It is an extremely challenging task to face the history. For
example, there is a possibility and danger that to study the terrible
atrocities might generate the racist generalization on the people those
criminals belong and even perpetuate hatred. In his commentary on the papers by
Tsuchiya, Sass, Thomas, Tsuneishi and myself about Japanese doctors' human experimentation
in wartime China in the July 2003 issue of EJAIB, Frank Leavitt (2003, 134-135) has made this point. This point is very
important because racism and hatred were exactly the roots of those atrocities.
Moreover, not only racism and hatred still widely exist in this world, some
people even want to use the past to perpetuate racism and hatred for certain
While I acknowledge the point made by Dr. Leavitt, I find
his commentary in general is profoundly and seriously wrong. It is sending a
totally wrong message at the wrong place and wrong time. In order for us to understand the past properly, we
must refute its reasoning. Prof Leavitt calls for "Let's stop bashing Japan".

********************

> The task
In the passage on facing history, substitute "crimes" for "atrocities" and give the text between "It is an extremely" and "of those atrocities.", inclusive. The records that follow come from a separate source.

> Extracted information
********************

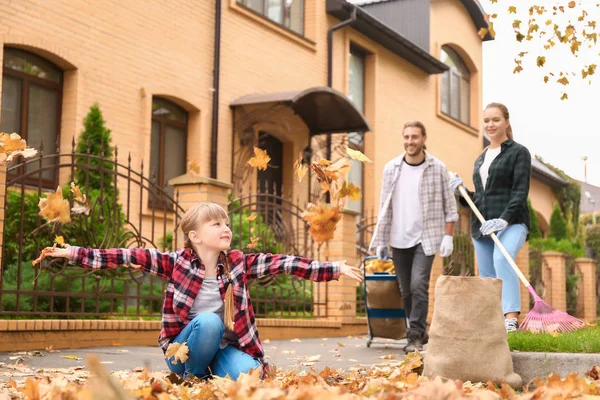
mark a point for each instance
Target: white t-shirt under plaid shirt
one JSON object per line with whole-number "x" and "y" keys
{"x": 407, "y": 215}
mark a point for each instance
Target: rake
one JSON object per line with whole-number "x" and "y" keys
{"x": 542, "y": 318}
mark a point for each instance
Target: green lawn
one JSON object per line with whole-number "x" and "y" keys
{"x": 585, "y": 340}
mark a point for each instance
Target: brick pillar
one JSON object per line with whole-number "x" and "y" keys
{"x": 555, "y": 279}
{"x": 437, "y": 270}
{"x": 341, "y": 295}
{"x": 522, "y": 262}
{"x": 191, "y": 190}
{"x": 2, "y": 202}
{"x": 586, "y": 299}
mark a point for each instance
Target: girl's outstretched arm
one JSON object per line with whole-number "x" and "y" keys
{"x": 262, "y": 264}
{"x": 150, "y": 260}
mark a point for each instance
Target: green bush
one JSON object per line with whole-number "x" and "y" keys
{"x": 534, "y": 231}
{"x": 558, "y": 225}
{"x": 563, "y": 246}
{"x": 95, "y": 137}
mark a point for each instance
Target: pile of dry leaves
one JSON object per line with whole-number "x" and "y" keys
{"x": 398, "y": 380}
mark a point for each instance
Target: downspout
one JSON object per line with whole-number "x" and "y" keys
{"x": 216, "y": 72}
{"x": 330, "y": 60}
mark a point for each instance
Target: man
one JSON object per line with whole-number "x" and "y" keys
{"x": 416, "y": 218}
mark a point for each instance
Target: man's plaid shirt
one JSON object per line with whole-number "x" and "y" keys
{"x": 507, "y": 187}
{"x": 185, "y": 274}
{"x": 438, "y": 204}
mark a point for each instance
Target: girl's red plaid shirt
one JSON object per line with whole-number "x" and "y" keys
{"x": 185, "y": 273}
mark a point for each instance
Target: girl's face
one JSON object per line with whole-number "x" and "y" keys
{"x": 494, "y": 123}
{"x": 213, "y": 235}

********************

> Written reply
It is an extremely challenging task to face the history. For
example, there is a possibility and danger that to study the terrible
crimes might generate the racist generalization on the people those
criminals belong and even perpetuate hatred. In his commentary on the papers by
Tsuchiya, Sass, Thomas, Tsuneishi and myself about Japanese doctors' human experimentation
in wartime China in the July 2003 issue of EJAIB, Frank Leavitt (2003, 134-135) has made this point. This point is very
important because racism and hatred were exactly the roots of those crimes.